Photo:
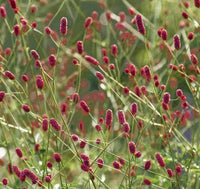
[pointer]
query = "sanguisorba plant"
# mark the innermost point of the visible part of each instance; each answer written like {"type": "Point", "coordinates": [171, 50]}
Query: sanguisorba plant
{"type": "Point", "coordinates": [99, 94]}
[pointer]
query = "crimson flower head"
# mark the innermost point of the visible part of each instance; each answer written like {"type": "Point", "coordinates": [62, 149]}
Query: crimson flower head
{"type": "Point", "coordinates": [84, 106]}
{"type": "Point", "coordinates": [63, 26]}
{"type": "Point", "coordinates": [55, 124]}
{"type": "Point", "coordinates": [140, 25]}
{"type": "Point", "coordinates": [57, 157]}
{"type": "Point", "coordinates": [13, 5]}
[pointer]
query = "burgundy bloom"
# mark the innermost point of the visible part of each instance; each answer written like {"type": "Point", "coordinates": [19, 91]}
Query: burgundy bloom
{"type": "Point", "coordinates": [10, 75]}
{"type": "Point", "coordinates": [57, 157]}
{"type": "Point", "coordinates": [84, 106]}
{"type": "Point", "coordinates": [140, 25]}
{"type": "Point", "coordinates": [52, 60]}
{"type": "Point", "coordinates": [63, 26]}
{"type": "Point", "coordinates": [45, 124]}
{"type": "Point", "coordinates": [134, 108]}
{"type": "Point", "coordinates": [55, 124]}
{"type": "Point", "coordinates": [147, 181]}
{"type": "Point", "coordinates": [2, 95]}
{"type": "Point", "coordinates": [147, 165]}
{"type": "Point", "coordinates": [100, 163]}
{"type": "Point", "coordinates": [79, 46]}
{"type": "Point", "coordinates": [132, 147]}
{"type": "Point", "coordinates": [91, 60]}
{"type": "Point", "coordinates": [19, 152]}
{"type": "Point", "coordinates": [177, 42]}
{"type": "Point", "coordinates": [160, 160]}
{"type": "Point", "coordinates": [121, 117]}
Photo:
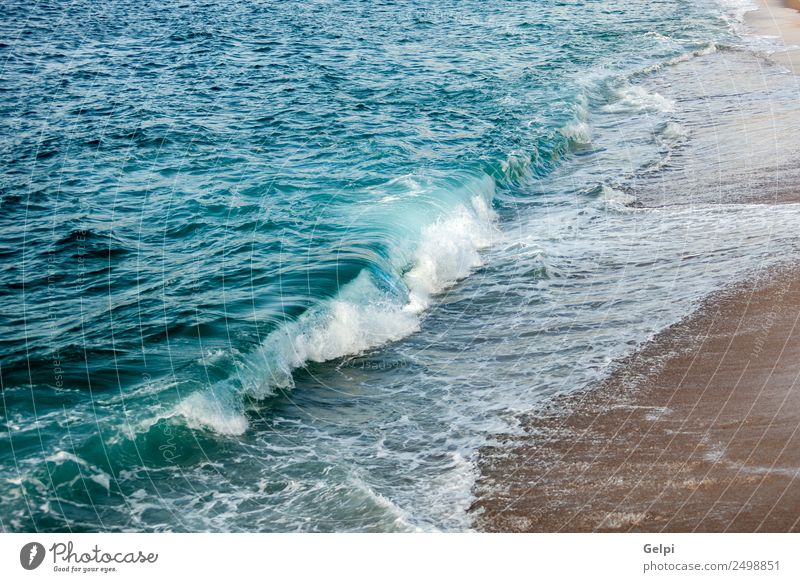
+++
**Challenge**
List every line in the entries above that contains the word "each". Match case exactly.

**Correct response**
# mark the innermost point of the visible part of each instance; each answer written like {"type": "Point", "coordinates": [171, 50]}
# mark the innermost point of the visible part of each instance; each answer written like {"type": "Point", "coordinates": [62, 149]}
# mark the innermost point of the visible part of each instance; each answer written like {"type": "Point", "coordinates": [19, 91]}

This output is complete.